> [Stated problem]: Could you rewrite the entries below with every "arrow separator" switched to "pipe separator" and nothing else altered?

> [Data listing]:

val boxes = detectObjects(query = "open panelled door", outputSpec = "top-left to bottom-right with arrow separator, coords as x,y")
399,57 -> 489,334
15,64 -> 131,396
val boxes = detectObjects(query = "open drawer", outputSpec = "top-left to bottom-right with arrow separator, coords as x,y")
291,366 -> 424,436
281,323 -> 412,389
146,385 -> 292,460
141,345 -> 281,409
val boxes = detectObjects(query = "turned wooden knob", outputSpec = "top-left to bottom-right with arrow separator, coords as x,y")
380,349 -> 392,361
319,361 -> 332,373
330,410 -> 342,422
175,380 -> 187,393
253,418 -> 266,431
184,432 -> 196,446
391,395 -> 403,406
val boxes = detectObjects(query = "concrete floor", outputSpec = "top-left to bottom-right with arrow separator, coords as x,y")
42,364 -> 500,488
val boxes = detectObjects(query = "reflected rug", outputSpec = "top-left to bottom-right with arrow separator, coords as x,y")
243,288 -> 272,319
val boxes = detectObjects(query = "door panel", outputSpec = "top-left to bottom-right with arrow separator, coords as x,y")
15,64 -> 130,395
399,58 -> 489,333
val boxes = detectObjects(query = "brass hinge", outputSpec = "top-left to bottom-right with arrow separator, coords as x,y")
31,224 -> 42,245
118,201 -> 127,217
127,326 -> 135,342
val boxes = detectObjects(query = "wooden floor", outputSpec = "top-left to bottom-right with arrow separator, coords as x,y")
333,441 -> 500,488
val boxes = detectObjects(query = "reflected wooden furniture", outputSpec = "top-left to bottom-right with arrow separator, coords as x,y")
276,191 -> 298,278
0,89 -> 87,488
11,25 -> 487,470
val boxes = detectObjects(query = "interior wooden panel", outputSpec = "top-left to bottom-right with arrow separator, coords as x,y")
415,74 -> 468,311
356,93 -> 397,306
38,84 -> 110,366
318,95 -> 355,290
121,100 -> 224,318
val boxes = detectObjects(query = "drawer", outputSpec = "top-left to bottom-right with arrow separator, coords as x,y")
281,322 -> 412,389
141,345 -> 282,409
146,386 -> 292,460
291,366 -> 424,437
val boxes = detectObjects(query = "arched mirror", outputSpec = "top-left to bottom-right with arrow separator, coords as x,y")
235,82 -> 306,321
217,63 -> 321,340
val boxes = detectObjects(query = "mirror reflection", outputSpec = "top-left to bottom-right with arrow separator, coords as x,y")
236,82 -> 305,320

> [Solution to this problem]:
val boxes = detectObjects(query = "open panelled door", outputSpec = "top-left to bottom-right with pipe separator, coords as x,y")
399,57 -> 489,334
15,64 -> 131,396
val boxes = detectObjects(query = "open drawer", outputSpec = "top-left to bottom-right with pipe separator, coords as x,y")
291,366 -> 424,436
281,323 -> 412,389
146,385 -> 292,460
141,345 -> 281,409
val boxes = detectObjects(query = "turned wooden knob", outputSpec = "top-left to bottom-right with pipe separator, coords as x,y")
380,349 -> 392,361
319,361 -> 332,373
330,410 -> 342,422
175,380 -> 187,393
253,418 -> 266,431
184,432 -> 196,446
391,395 -> 403,406
val boxes = detectObjects(query = "concrete floor", outputSpec = "top-left to bottom-right with pipe separator, coords as x,y")
42,364 -> 500,488
val boxes = detectObjects(query = "reflected rug", outputSpec = "top-left to bottom-right with pipe separator, coords as x,y")
243,288 -> 272,319
val boxes = detectObjects(query = "door panel", outputSpec = "top-left to bottom-right with pipe separator, coords as x,y")
15,64 -> 130,395
399,58 -> 489,333
val boxes = detectObjects(query = "brass hinge", outputSpec = "top-left to bottom-right with pipe separator, coords as x,y")
31,224 -> 42,245
118,201 -> 127,217
127,326 -> 135,342
val boxes = detectObjects(query = "wooden floor", outputSpec = "top-left to bottom-right with pipe separator, coords as x,y")
333,441 -> 500,488
val boxes = detectObjects(query = "reflected wooden furniture", outputSpec = "top-left to bottom-right with pipe separator, coords as x,y")
276,191 -> 298,278
0,89 -> 87,488
11,25 -> 487,470
val boxes = detectObjects(query = "interior wooden panel", outputSpec = "top-left to bottom-right with pipe separator, coords as x,y")
415,74 -> 468,311
356,93 -> 397,306
38,84 -> 110,366
318,95 -> 355,290
121,100 -> 224,318
val boxes = detectObjects(query = "drawer", outputSpec = "top-left to bottom-right with pipe separator, coords as x,y")
281,322 -> 412,389
141,345 -> 282,409
146,386 -> 292,460
291,366 -> 424,437
val boxes = detectObjects(query = "arched mirror", outputSpec = "top-left to bottom-right with pipe separator, coords as x,y")
235,82 -> 306,321
217,63 -> 321,340
val boxes = detectObjects(query = "mirror reflection", outputSpec = "top-left to bottom-right with pipe separator, coords as x,y")
236,82 -> 305,320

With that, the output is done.